● **Document text**
┌──

Marking 20 years
of bold journalism,
reader supported.
Analysis

What’s Your Carbon Budget? You Probably Don’t Want to Know

But if politicians ran governments on them, the planet might have a fighting chance.

Crawford Kilian 18 Apr 2019TheTyee.ca

Crawford Kilian is a contributing editor of The Tyee.

Conservative politicians are happily fighting carbon taxes and generally ignoring the issue of global warming. At the same time, an uneasy feeling is rippling through the climate-science community these days.

After decades of cautiously understating the consequences of global warming, their models are now showing temperature increases far higher than anyone expected. And other projections show that Canada, including British Columbia, is going to get a lot hotter than, say, San Francisco.

A news story in Science magazine recently reported that computer models of future climate are “running hotter” than they used to.

Older models projected temperature increases of 2 C to 4.5 C with a doubling of preindustrial carbon dioxide levels. Now at least eight models, generated in the U.S., Britain, France, and Canada, predict “equilibrium climate sensitivity” at 5 C or even higher. That is, temperatures won’t level off at 1.5 C or 2 C, as the Paris Accord requires. Instead they will keep climbing until our collective goose is well and truly cooked.

The story quotes John Fyfe of the University of Victoria’s Canadian Centre for Climate Modelling and Analysis, as saying, “It’s a bit too early to get wound up… But maybe we have to face a reality in the future that’s more pessimistic than it was in the past.”

The centre’s model, like the others, is being developed for the 2021 report of the Intergovernmental Panel on Climate Change. Unless these forecasts are drastically revised, the IPCC report will bring very unwelcome news — especially to our federal and provincial governments.

└──

● **Complete the following**
1. Answer these from the climate article:
(a) What position does Crawford Kilian hold at The Tyee?
(b) What range of temperature increases did older models project with a doubling of preindustrial carbon dioxide levels?
(c) For which report is the Canadian Centre for Climate Modelling and Analysis developing its model?
2. List every country that the climate article says generated one of the models predicting equilibrium climate sensitivity at 5 C or higher.
3. From the climate article, return word for word the passage that begins at the words "What’s Your Carbon" and stops after "of The Tyee.".

● **Given information**
┌──

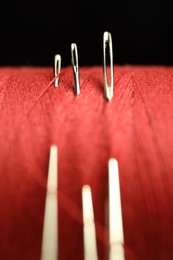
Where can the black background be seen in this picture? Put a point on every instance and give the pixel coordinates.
(33, 32)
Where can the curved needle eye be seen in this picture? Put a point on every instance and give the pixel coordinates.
(108, 49)
(57, 68)
(75, 67)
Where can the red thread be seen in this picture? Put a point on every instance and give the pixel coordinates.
(135, 127)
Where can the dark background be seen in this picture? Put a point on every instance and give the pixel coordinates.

└──

● **The replies**
1.
(a) Contributing editor.
(b) 2 C to 4.5 C.
(c) The 2021 report of the Intergovernmental Panel on Climate Change.

2. U.S., Britain, France, Canada

3.
What’s Your Carbon Budget? You Probably Don’t Want to Know

But if politicians ran governments on them, the planet might have a fighting chance.

Crawford Kilian 18 Apr 2019TheTyee.ca

Crawford Kilian is a contributing editor of The Tyee.